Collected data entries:
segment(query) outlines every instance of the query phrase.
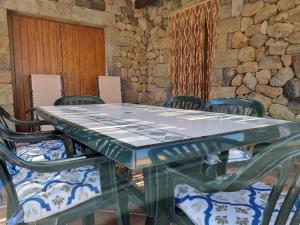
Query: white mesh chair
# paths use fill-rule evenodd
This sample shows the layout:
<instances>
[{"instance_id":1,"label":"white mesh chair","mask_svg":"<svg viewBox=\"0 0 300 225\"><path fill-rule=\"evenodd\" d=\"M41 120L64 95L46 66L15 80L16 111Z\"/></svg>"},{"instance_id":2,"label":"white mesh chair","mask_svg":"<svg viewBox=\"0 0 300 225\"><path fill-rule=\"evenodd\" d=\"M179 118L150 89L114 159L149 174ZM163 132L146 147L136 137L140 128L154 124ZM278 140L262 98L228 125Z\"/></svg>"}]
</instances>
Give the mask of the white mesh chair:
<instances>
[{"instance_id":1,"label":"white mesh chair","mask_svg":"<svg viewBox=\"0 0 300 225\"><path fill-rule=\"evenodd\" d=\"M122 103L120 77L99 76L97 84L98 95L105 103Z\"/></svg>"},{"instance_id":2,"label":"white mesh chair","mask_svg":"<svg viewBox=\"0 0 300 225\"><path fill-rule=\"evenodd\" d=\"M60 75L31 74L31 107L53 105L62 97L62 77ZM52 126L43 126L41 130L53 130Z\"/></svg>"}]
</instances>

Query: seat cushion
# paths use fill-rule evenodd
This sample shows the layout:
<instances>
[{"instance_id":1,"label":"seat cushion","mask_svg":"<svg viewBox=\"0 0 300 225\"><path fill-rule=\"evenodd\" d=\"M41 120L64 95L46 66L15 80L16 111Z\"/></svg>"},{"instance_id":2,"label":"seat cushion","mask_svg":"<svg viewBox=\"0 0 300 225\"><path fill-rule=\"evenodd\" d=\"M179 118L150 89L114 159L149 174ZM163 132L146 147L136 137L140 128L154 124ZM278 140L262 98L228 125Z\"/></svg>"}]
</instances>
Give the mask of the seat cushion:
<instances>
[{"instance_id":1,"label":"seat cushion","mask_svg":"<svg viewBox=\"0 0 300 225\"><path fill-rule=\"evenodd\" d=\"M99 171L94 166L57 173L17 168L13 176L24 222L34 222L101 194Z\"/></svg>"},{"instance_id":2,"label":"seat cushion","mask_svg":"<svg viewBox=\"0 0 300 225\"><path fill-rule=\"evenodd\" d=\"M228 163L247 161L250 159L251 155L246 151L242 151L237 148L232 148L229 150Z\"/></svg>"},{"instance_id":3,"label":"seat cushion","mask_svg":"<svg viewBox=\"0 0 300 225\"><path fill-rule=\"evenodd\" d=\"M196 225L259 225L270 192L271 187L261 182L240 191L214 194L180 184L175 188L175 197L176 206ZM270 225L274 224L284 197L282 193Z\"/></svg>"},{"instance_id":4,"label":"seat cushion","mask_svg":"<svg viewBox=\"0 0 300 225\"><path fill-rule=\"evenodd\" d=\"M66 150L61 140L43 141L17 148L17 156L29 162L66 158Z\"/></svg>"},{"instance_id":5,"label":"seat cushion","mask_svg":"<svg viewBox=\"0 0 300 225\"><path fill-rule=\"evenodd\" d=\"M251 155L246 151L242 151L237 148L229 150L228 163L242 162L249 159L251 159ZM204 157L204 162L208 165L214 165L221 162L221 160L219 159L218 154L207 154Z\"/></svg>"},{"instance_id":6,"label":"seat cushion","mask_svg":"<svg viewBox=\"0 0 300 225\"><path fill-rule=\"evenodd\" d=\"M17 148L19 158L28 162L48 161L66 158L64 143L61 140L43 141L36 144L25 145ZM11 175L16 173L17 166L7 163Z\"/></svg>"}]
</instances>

Action item:
Print every entry exactly; omit the pictures.

Response to the task:
segment(query) outlines every instance of the query phrase.
Query: white mesh chair
# paths use fill-rule evenodd
This sample shows the layout:
<instances>
[{"instance_id":1,"label":"white mesh chair","mask_svg":"<svg viewBox=\"0 0 300 225\"><path fill-rule=\"evenodd\" d=\"M41 120L64 95L46 66L15 80L16 111Z\"/></svg>"},{"instance_id":2,"label":"white mesh chair","mask_svg":"<svg viewBox=\"0 0 300 225\"><path fill-rule=\"evenodd\" d=\"M179 118L150 89L114 159L149 174ZM163 132L146 147L136 137L140 128L154 124ZM278 140L262 98L228 125Z\"/></svg>"}]
</instances>
Give the mask of the white mesh chair:
<instances>
[{"instance_id":1,"label":"white mesh chair","mask_svg":"<svg viewBox=\"0 0 300 225\"><path fill-rule=\"evenodd\" d=\"M122 103L120 77L99 76L97 84L98 95L105 103Z\"/></svg>"},{"instance_id":2,"label":"white mesh chair","mask_svg":"<svg viewBox=\"0 0 300 225\"><path fill-rule=\"evenodd\" d=\"M60 75L31 74L31 107L53 105L62 97L62 77ZM52 126L43 126L41 130L53 130Z\"/></svg>"}]
</instances>

Query: seat cushion
# paths use fill-rule evenodd
This sample shows the layout:
<instances>
[{"instance_id":1,"label":"seat cushion","mask_svg":"<svg viewBox=\"0 0 300 225\"><path fill-rule=\"evenodd\" d=\"M41 120L64 95L46 66L15 80L16 111Z\"/></svg>"},{"instance_id":2,"label":"seat cushion","mask_svg":"<svg viewBox=\"0 0 300 225\"><path fill-rule=\"evenodd\" d=\"M179 118L150 89L114 159L149 174ZM163 132L146 147L136 137L140 128L154 124ZM278 140L262 98L228 125Z\"/></svg>"}]
</instances>
Give the mask of the seat cushion:
<instances>
[{"instance_id":1,"label":"seat cushion","mask_svg":"<svg viewBox=\"0 0 300 225\"><path fill-rule=\"evenodd\" d=\"M99 171L94 166L57 173L17 168L13 176L24 222L34 222L101 194Z\"/></svg>"},{"instance_id":2,"label":"seat cushion","mask_svg":"<svg viewBox=\"0 0 300 225\"><path fill-rule=\"evenodd\" d=\"M228 163L247 161L250 159L251 155L246 151L242 151L237 148L232 148L229 150Z\"/></svg>"},{"instance_id":3,"label":"seat cushion","mask_svg":"<svg viewBox=\"0 0 300 225\"><path fill-rule=\"evenodd\" d=\"M196 225L259 225L270 192L271 187L261 182L240 191L214 194L180 184L175 188L175 197L176 206ZM270 225L274 224L284 197L282 193Z\"/></svg>"},{"instance_id":4,"label":"seat cushion","mask_svg":"<svg viewBox=\"0 0 300 225\"><path fill-rule=\"evenodd\" d=\"M66 150L61 140L43 141L17 148L17 156L29 162L66 158Z\"/></svg>"},{"instance_id":5,"label":"seat cushion","mask_svg":"<svg viewBox=\"0 0 300 225\"><path fill-rule=\"evenodd\" d=\"M251 155L246 151L242 151L237 148L229 150L228 163L242 162L249 159L251 159ZM204 157L204 162L208 165L214 165L221 162L221 160L219 159L218 154L207 154Z\"/></svg>"},{"instance_id":6,"label":"seat cushion","mask_svg":"<svg viewBox=\"0 0 300 225\"><path fill-rule=\"evenodd\" d=\"M17 148L19 158L28 162L48 161L66 158L64 143L61 140L43 141L36 144L25 145ZM11 175L16 173L17 166L7 163Z\"/></svg>"}]
</instances>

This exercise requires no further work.